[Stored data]
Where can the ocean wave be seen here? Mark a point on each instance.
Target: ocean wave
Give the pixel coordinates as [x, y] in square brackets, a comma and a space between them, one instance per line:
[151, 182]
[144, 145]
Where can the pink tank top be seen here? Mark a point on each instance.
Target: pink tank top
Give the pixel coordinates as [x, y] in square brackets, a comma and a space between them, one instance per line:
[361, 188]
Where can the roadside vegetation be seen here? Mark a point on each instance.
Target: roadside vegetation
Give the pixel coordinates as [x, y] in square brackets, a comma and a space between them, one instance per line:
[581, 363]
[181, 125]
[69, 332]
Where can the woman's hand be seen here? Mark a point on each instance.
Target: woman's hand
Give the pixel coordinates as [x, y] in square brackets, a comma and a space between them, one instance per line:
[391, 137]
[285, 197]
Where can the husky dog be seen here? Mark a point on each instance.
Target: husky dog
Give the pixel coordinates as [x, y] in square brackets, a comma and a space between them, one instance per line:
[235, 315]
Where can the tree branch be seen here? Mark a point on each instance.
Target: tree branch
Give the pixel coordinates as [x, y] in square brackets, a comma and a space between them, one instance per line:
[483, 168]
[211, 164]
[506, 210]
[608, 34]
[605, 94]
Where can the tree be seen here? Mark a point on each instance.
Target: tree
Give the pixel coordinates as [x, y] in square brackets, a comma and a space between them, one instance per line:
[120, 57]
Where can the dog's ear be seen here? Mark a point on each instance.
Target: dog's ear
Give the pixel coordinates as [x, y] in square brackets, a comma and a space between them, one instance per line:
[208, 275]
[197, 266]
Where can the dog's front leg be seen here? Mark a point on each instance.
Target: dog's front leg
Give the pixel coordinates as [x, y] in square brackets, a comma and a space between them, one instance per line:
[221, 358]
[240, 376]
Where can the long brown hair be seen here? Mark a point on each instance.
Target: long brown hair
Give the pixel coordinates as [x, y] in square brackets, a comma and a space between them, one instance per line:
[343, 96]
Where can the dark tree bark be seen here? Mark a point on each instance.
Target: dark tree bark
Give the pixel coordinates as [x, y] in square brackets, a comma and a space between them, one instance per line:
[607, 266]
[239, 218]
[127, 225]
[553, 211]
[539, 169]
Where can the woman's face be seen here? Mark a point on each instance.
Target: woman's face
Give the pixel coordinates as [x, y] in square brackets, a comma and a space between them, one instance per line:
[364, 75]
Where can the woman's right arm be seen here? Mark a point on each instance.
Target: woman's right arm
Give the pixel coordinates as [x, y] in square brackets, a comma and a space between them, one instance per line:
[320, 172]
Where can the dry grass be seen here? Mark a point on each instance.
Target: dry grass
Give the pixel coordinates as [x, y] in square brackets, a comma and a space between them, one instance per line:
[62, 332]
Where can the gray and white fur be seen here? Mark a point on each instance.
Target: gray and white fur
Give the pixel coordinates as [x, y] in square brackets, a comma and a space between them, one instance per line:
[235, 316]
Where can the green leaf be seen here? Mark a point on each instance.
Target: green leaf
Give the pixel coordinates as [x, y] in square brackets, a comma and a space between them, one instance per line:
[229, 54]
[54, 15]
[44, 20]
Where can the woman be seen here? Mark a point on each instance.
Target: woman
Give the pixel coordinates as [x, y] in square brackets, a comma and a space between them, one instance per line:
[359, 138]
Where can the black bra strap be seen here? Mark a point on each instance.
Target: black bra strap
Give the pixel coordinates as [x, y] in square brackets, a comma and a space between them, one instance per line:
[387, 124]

AIM:
Set down, word for word, only the lines running from the line with "Where can the dry" to the last line of the listing above. Both of those lines belong in your answer.

THE REPLY:
Where can the dry grass be seen here? Mark a point on each instance.
Target: dry grass
Give the pixel coordinates as [x, y] in square brackets, a comma and a space between them, one instance per line:
[62, 332]
Where can the gray and white fur be seen here? Mark a point on each instance.
Target: gray and white fur
Give the pixel coordinates as [x, y] in square brackets, a comma and a space between them, one instance per line:
[235, 316]
Where can the green leaf be seen here? Mark a point on each instance.
Target: green leaf
Give the pixel coordinates as [x, y] in square brackets, a comma and a space between them, one instance per line:
[229, 54]
[54, 15]
[44, 20]
Where can the woman be seen here? Mark a point on each instance.
Target: woman
Give the pixel coordinates as [x, y] in square brackets, a comma and a space between them, one instance per line:
[359, 138]
Where can the black bra strap be seen here? Mark a point on each instance.
Target: black bra strap
Give the pixel coordinates as [x, y] in square brackets, a comma and a space between them, one instance per line:
[387, 124]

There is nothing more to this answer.